▶ WHAT YOU ARE ASKED TO DO: Rewrite the data below, switching each "photo" to "image" and leaving everything else unchanged. Omit the pictures from your answer.

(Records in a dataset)
==*==

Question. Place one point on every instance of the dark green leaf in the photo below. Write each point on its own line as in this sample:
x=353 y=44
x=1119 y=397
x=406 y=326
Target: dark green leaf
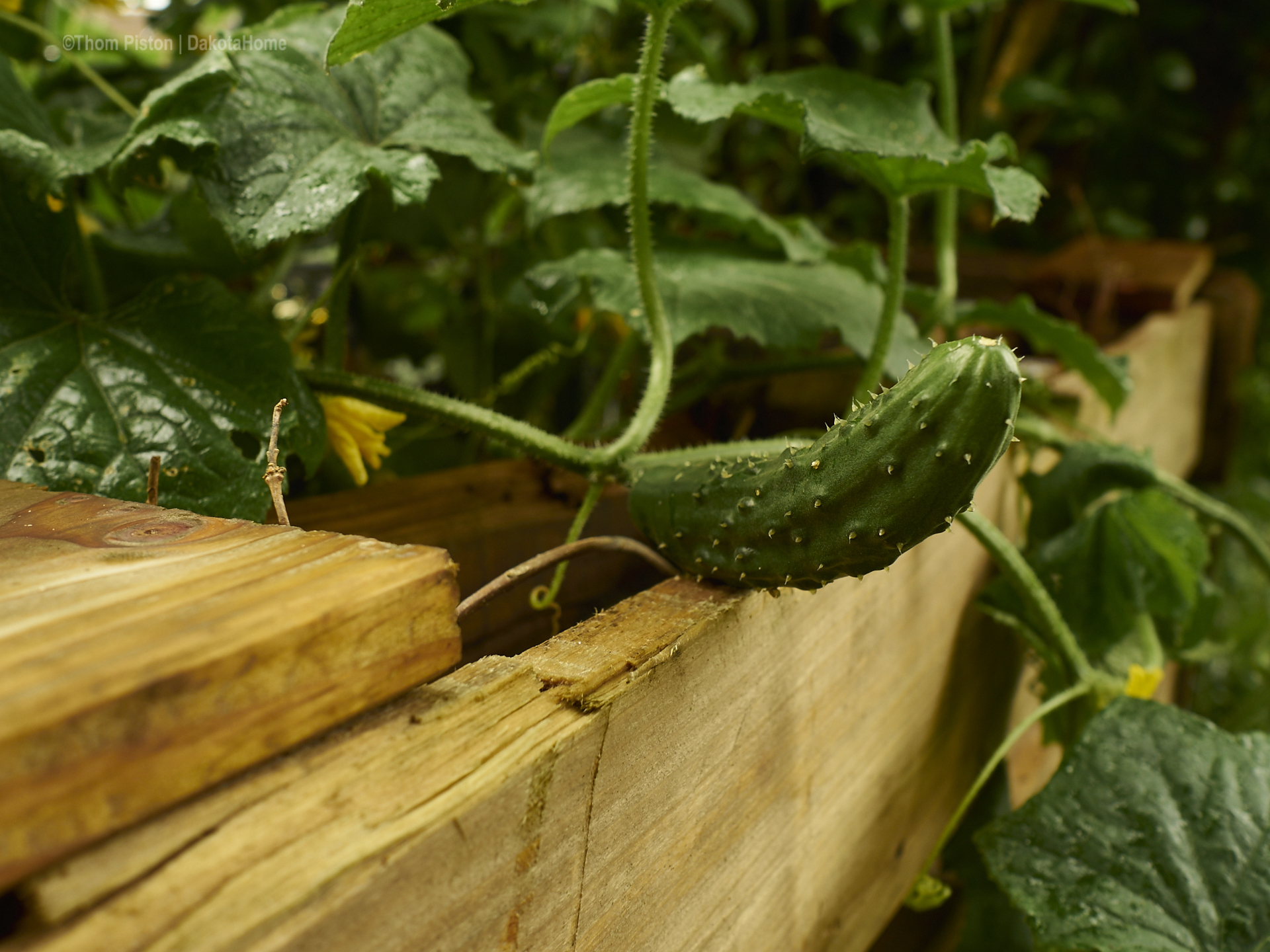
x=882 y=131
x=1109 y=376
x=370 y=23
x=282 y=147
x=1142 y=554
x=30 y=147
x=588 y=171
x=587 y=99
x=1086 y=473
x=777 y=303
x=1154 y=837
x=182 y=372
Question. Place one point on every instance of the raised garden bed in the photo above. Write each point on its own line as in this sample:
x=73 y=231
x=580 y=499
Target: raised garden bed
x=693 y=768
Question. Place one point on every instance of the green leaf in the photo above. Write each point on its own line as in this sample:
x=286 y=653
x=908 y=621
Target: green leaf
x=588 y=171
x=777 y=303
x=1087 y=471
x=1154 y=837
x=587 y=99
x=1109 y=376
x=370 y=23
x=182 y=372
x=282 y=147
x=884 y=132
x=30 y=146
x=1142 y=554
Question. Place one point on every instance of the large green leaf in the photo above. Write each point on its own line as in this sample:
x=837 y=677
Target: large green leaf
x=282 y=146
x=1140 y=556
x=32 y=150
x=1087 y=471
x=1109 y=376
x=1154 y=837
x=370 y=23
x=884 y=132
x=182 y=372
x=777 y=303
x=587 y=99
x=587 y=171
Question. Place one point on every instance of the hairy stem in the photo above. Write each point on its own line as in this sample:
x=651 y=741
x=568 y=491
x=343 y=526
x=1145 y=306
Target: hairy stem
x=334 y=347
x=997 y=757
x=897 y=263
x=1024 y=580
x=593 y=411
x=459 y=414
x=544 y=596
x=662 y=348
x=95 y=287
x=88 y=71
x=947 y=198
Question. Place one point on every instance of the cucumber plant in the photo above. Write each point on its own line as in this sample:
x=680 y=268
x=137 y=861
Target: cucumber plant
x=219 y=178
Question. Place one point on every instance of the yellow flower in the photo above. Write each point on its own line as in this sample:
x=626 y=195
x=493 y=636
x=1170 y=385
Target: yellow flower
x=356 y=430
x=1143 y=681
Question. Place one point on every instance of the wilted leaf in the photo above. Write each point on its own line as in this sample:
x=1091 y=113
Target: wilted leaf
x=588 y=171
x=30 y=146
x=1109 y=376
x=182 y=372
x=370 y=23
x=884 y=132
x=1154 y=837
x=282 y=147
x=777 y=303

==*==

▶ RESULT OF THE EXERCISE:
Question. Place one point on every instance of the dark green leaf in the image below. Write each point on its own line as in this sample:
x=353 y=44
x=1119 y=397
x=406 y=326
Target: dark green leaf
x=882 y=131
x=1109 y=376
x=370 y=23
x=282 y=147
x=1142 y=554
x=30 y=147
x=588 y=171
x=587 y=99
x=1086 y=473
x=777 y=303
x=1154 y=837
x=182 y=372
Question. Place one point on every instance of the raised garden bed in the image above. Write each point on its own line as in this sample:
x=73 y=231
x=580 y=499
Target: raised garden bed
x=693 y=768
Question. Place one point on every instance of the green leaf in the image above. Write each point on its own line as in this sample:
x=286 y=653
x=908 y=621
Target: green leaf
x=588 y=171
x=777 y=303
x=1087 y=471
x=1154 y=837
x=587 y=99
x=1109 y=376
x=370 y=23
x=182 y=372
x=282 y=147
x=884 y=132
x=30 y=146
x=1142 y=554
Question. Place one point on every instance of the large green leaf in the image above. Write each point on its own line as in this sample:
x=837 y=677
Target: large green leaf
x=282 y=146
x=1140 y=556
x=32 y=150
x=1087 y=471
x=1109 y=376
x=1154 y=837
x=370 y=23
x=884 y=132
x=182 y=372
x=777 y=303
x=587 y=99
x=587 y=171
Question. Place one point on every instance of the hairy stem in the image above. Write each point on its own line as in this sample:
x=651 y=741
x=568 y=491
x=343 y=526
x=1145 y=306
Target: hairy stem
x=334 y=347
x=997 y=757
x=897 y=263
x=1024 y=580
x=593 y=411
x=459 y=414
x=544 y=596
x=662 y=348
x=95 y=287
x=88 y=71
x=947 y=198
Question. Place one point on every instance of the cucumber plant in the image above. Write each point on its own line as in this sample:
x=680 y=268
x=137 y=861
Target: cucumber plant
x=219 y=178
Question. Place one point on every instance of the yellow flower in the image above. Write each point on its own line as in this sample:
x=626 y=195
x=493 y=636
x=1170 y=385
Target: yellow flower
x=356 y=430
x=1143 y=681
Question. Place one point on every instance of the wilted leaf in the image above. Write each point on its own line as in this sample:
x=1091 y=113
Target: wilted leaf
x=588 y=171
x=30 y=146
x=1109 y=376
x=182 y=372
x=370 y=23
x=884 y=132
x=1154 y=837
x=282 y=147
x=777 y=303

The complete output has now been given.